**The exercise:** In the rows below, from the line containing "Question. Indicate the autumn" through the end of the rows, change "grassy bank" to "riverbank" and leave everything else as it is. Give back only those lines.

**Record extracts:**
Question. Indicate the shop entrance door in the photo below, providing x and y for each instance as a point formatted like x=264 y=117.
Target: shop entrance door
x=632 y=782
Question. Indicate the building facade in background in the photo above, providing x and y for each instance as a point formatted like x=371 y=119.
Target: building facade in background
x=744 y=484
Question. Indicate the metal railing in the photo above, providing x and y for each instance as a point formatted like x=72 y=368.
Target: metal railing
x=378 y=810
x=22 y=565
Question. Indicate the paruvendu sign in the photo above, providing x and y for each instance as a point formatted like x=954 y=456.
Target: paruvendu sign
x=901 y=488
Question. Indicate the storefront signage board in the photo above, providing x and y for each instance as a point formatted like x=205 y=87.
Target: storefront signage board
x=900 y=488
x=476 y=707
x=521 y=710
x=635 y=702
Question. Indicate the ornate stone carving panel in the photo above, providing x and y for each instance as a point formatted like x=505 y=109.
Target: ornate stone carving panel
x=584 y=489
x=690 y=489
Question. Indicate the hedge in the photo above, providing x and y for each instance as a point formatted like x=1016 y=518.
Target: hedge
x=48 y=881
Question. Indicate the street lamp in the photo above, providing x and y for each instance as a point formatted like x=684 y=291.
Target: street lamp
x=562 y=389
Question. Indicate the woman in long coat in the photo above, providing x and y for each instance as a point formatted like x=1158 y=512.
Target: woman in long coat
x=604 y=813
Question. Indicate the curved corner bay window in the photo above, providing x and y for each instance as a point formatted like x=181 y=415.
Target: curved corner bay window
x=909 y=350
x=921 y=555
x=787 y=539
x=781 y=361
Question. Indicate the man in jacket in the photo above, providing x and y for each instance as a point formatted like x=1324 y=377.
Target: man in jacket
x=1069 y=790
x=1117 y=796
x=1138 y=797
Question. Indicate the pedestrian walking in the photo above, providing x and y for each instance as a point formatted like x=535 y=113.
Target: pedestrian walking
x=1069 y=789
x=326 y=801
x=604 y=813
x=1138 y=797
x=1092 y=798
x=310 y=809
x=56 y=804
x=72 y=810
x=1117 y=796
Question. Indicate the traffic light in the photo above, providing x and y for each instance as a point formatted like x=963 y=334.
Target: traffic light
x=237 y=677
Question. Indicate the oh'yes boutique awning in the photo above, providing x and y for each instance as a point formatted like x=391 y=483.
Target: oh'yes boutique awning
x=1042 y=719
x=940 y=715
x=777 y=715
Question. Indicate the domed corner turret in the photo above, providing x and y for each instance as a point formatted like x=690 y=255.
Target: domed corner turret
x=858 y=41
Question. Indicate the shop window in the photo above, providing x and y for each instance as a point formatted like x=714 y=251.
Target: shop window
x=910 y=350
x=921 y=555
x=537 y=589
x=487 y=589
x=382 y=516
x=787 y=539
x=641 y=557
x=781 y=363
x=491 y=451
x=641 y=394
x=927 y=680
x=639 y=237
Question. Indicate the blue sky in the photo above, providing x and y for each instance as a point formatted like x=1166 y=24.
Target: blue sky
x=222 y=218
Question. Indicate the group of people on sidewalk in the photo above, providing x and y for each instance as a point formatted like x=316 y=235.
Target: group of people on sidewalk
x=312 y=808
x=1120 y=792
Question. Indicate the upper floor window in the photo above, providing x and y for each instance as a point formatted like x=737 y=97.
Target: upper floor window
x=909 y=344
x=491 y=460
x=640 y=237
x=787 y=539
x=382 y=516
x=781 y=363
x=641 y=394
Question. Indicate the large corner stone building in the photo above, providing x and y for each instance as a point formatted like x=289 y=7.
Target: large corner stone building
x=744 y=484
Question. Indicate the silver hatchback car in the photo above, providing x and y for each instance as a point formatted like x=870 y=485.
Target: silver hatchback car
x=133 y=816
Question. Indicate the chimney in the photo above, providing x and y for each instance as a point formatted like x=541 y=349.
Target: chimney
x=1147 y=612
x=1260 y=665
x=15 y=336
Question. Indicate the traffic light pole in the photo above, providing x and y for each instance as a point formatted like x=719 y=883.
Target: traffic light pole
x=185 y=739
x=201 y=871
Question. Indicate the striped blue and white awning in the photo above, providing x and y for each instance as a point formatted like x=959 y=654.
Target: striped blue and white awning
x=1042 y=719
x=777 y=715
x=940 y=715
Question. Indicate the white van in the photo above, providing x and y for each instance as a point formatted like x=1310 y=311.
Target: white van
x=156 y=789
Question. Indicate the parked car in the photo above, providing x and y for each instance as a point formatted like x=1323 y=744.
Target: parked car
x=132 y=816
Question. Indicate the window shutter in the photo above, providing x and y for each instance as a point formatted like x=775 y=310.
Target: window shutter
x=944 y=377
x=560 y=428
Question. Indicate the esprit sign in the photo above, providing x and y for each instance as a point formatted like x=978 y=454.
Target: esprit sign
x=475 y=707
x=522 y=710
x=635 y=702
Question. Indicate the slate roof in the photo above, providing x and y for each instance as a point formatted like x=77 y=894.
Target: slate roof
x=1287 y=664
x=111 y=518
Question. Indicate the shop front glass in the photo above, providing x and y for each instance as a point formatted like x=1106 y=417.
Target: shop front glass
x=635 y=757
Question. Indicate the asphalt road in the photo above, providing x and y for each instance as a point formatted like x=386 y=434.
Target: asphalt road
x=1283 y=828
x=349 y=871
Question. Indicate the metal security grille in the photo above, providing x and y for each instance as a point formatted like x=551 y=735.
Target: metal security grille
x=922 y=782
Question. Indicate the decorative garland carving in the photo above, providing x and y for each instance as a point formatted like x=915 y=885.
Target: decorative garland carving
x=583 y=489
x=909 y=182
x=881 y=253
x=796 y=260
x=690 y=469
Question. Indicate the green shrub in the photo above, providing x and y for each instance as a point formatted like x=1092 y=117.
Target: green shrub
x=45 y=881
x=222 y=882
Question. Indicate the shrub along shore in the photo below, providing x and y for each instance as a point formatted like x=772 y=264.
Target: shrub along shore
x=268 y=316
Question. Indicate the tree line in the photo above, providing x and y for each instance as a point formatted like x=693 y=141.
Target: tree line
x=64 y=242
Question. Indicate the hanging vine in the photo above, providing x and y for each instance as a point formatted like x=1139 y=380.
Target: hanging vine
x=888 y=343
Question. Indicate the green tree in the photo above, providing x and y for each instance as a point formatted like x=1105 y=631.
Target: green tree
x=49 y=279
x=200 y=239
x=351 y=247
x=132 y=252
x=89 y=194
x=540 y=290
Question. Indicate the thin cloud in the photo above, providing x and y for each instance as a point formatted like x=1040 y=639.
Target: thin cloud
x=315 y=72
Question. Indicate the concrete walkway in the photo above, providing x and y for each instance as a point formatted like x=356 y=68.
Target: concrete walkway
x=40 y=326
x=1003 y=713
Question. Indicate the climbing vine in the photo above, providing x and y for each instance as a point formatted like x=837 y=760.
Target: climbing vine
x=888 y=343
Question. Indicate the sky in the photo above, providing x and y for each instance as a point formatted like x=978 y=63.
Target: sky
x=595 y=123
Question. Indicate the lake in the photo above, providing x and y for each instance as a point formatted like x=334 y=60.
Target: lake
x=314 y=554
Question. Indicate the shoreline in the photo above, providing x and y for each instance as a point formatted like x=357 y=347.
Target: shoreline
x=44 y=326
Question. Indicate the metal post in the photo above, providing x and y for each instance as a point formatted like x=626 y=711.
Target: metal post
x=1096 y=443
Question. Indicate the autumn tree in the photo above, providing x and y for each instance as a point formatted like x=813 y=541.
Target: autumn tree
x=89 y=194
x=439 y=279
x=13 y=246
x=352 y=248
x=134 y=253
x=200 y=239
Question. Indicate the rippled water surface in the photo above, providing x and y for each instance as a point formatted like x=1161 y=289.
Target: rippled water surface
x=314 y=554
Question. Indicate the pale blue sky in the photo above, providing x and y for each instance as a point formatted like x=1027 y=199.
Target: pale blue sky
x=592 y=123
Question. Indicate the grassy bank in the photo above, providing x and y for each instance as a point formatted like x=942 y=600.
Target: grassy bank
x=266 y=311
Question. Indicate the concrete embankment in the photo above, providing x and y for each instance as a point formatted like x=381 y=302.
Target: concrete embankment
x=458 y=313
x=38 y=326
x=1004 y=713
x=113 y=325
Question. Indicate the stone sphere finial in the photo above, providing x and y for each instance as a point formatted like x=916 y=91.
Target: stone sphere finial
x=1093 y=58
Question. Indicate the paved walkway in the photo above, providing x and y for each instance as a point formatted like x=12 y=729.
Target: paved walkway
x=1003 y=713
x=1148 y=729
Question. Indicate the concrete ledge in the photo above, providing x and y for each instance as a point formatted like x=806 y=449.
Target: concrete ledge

**Task response:**
Question. Indicate the autumn tree in the photo above, providing x and y for each instance as a point formatted like x=813 y=541.
Target: autumn tree
x=89 y=194
x=439 y=279
x=13 y=246
x=352 y=248
x=134 y=253
x=200 y=239
Question. Indicate the rippled water surface in the photo above, providing x and y for each instance as a point formatted like x=1161 y=289.
Target: rippled water surface
x=314 y=554
Question. Indicate the pale blue sky in the photo above, providing x and y for each instance as a point formatted like x=1027 y=199.
Target: pale blue sky
x=592 y=123
Question. Indicate the riverbank in the photo above, providing x and y for each instance as a point formatted like x=942 y=600.
Target: riverbank
x=266 y=311
Question. Indicate the concrete embankment in the photo above, providing x and y for each instance as a point formatted like x=381 y=302.
Target: concrete embankment
x=458 y=313
x=38 y=326
x=1004 y=713
x=113 y=325
Question. Indicate the stone sphere finial in the photo above, providing x and y for each instance as a point formatted like x=916 y=91.
Target: stone sphere finial
x=1093 y=58
Question. Indicate the paved walkway in the photo above, providing x and y for each instance as a point formatted like x=12 y=729.
Target: paved walkway
x=1003 y=713
x=1148 y=729
Question. Indicate the concrete ledge in the photo above, providing x and y for each instance as a point formatted like x=806 y=449.
Target: concrete ledge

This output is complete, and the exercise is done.